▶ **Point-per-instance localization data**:
■ ■ ■ ■ ■ ■ ■

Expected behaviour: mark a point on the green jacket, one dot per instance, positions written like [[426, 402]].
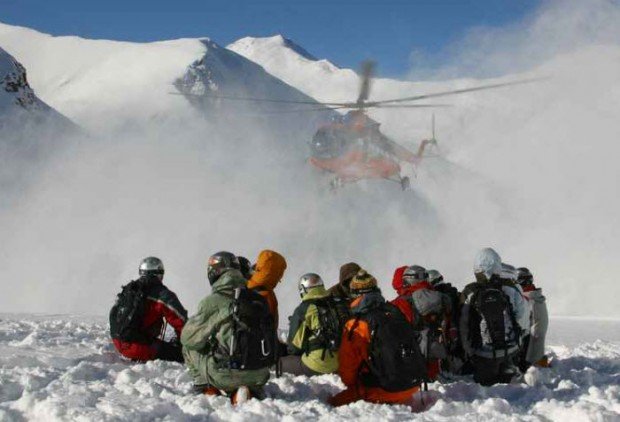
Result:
[[212, 325], [304, 323]]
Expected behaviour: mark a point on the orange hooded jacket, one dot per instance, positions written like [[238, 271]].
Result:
[[270, 267], [352, 354]]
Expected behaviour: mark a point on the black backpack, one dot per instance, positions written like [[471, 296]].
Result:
[[394, 359], [254, 343], [491, 309], [127, 314], [333, 313]]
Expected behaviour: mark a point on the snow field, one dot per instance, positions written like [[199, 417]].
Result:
[[64, 368]]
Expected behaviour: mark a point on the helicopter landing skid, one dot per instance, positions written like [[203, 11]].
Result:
[[337, 183], [404, 182]]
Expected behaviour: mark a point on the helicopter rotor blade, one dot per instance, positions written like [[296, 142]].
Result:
[[410, 106], [261, 100], [298, 110], [367, 72], [454, 92]]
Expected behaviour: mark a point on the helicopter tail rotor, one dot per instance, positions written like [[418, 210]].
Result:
[[367, 73]]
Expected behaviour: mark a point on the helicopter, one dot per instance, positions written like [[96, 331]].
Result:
[[351, 146]]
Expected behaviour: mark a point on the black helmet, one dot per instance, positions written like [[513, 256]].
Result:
[[307, 282], [151, 266], [245, 266], [435, 277], [524, 276], [219, 263], [414, 274]]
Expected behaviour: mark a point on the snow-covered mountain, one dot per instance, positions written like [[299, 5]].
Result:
[[19, 106], [104, 84], [528, 169]]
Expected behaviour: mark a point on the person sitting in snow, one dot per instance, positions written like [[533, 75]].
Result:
[[265, 276], [533, 350], [315, 330], [137, 319], [380, 360], [229, 343], [429, 311], [454, 362], [493, 317]]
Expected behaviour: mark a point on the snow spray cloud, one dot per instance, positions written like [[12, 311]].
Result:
[[171, 191], [183, 188], [550, 149]]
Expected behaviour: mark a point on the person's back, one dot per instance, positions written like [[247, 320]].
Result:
[[268, 272], [493, 317], [429, 313], [208, 338], [388, 369], [533, 352], [315, 330], [143, 307], [341, 290]]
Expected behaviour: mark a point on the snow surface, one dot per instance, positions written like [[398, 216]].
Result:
[[58, 367]]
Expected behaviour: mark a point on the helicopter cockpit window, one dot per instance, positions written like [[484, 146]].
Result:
[[328, 143]]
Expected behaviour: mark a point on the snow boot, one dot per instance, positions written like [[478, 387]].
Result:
[[543, 362], [241, 396]]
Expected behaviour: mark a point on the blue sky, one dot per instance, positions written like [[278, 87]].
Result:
[[344, 32]]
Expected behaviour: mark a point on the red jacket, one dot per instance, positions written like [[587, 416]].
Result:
[[397, 280], [403, 303], [162, 305]]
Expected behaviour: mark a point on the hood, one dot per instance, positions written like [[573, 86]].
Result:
[[270, 267], [315, 293], [534, 295], [509, 272], [367, 302], [228, 281], [488, 262], [347, 272], [404, 291], [397, 280]]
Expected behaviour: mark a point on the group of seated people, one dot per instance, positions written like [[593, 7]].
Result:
[[383, 351]]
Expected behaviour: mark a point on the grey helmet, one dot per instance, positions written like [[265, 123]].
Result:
[[309, 281], [219, 263], [151, 266], [524, 276], [509, 272], [435, 277]]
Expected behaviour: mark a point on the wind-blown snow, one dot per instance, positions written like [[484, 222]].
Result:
[[530, 170], [64, 368]]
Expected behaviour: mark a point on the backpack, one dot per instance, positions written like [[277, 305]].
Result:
[[253, 343], [492, 322], [429, 309], [127, 314], [394, 359], [333, 313]]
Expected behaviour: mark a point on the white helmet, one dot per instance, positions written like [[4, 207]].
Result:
[[151, 266], [309, 281], [488, 262]]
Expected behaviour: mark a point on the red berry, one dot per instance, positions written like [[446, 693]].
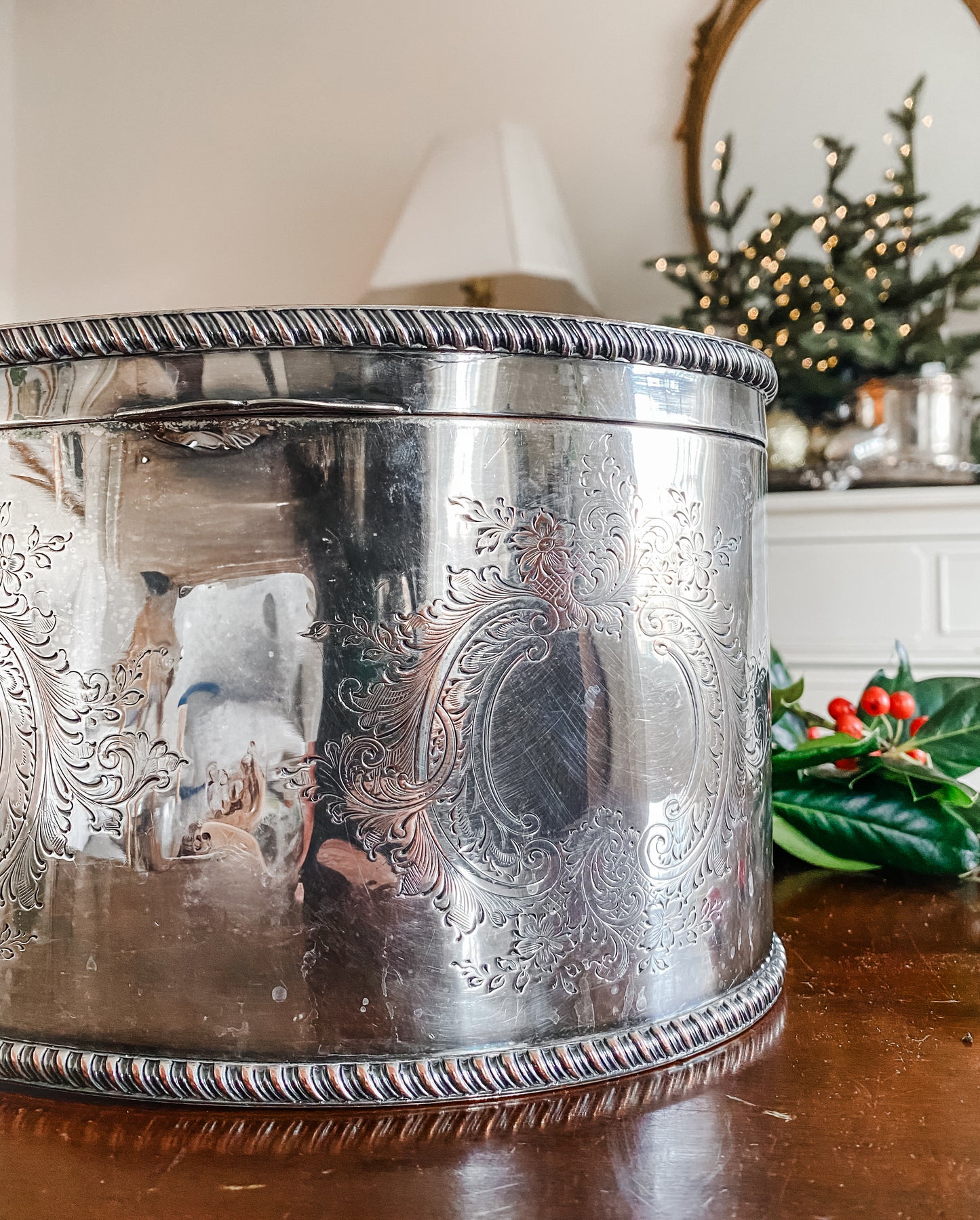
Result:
[[852, 726], [876, 702]]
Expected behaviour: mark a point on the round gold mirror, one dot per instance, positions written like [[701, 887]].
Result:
[[777, 73]]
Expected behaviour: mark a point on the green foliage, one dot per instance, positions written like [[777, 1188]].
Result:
[[893, 809], [870, 307]]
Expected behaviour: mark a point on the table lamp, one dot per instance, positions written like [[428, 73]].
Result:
[[485, 224]]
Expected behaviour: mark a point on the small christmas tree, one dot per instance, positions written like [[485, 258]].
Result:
[[864, 310]]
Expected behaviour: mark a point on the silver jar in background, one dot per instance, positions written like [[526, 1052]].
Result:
[[383, 703]]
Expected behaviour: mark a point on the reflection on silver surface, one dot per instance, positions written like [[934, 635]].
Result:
[[380, 742]]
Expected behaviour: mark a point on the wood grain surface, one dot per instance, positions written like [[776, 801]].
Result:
[[855, 1097]]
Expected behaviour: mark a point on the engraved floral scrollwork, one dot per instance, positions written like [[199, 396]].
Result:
[[65, 752], [416, 780]]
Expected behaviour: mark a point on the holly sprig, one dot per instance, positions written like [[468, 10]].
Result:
[[879, 783]]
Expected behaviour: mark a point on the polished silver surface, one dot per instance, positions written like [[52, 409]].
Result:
[[378, 715]]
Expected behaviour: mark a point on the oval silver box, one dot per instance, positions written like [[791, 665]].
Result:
[[383, 703]]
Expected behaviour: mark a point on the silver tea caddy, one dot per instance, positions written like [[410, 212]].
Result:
[[383, 703]]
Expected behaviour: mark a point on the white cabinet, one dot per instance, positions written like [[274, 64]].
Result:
[[850, 572]]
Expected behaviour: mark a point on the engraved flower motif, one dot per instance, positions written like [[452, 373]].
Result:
[[696, 562], [12, 565], [541, 941], [542, 545]]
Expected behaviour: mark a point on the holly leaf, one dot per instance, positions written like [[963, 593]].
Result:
[[821, 749], [952, 734], [882, 826], [796, 844]]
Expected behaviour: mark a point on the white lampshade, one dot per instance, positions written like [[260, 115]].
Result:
[[485, 206]]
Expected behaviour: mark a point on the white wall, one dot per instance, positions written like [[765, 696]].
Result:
[[199, 153]]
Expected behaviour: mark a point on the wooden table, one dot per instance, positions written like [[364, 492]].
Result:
[[856, 1097]]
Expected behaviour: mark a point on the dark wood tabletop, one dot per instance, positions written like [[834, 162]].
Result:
[[857, 1096]]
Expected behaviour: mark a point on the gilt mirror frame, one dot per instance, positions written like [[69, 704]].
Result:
[[713, 41]]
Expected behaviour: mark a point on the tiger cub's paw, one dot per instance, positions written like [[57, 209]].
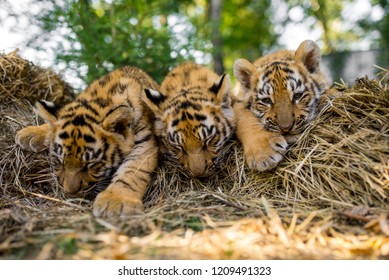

■ ■ ■ ■ ■ ■ ■

▶ **WHAT YOU HAVE TO DO**: Check each line of the records for the string "rotor" and state how many lines contain it. Give only the number.

▶ **THE COMPLETED TASK**: 2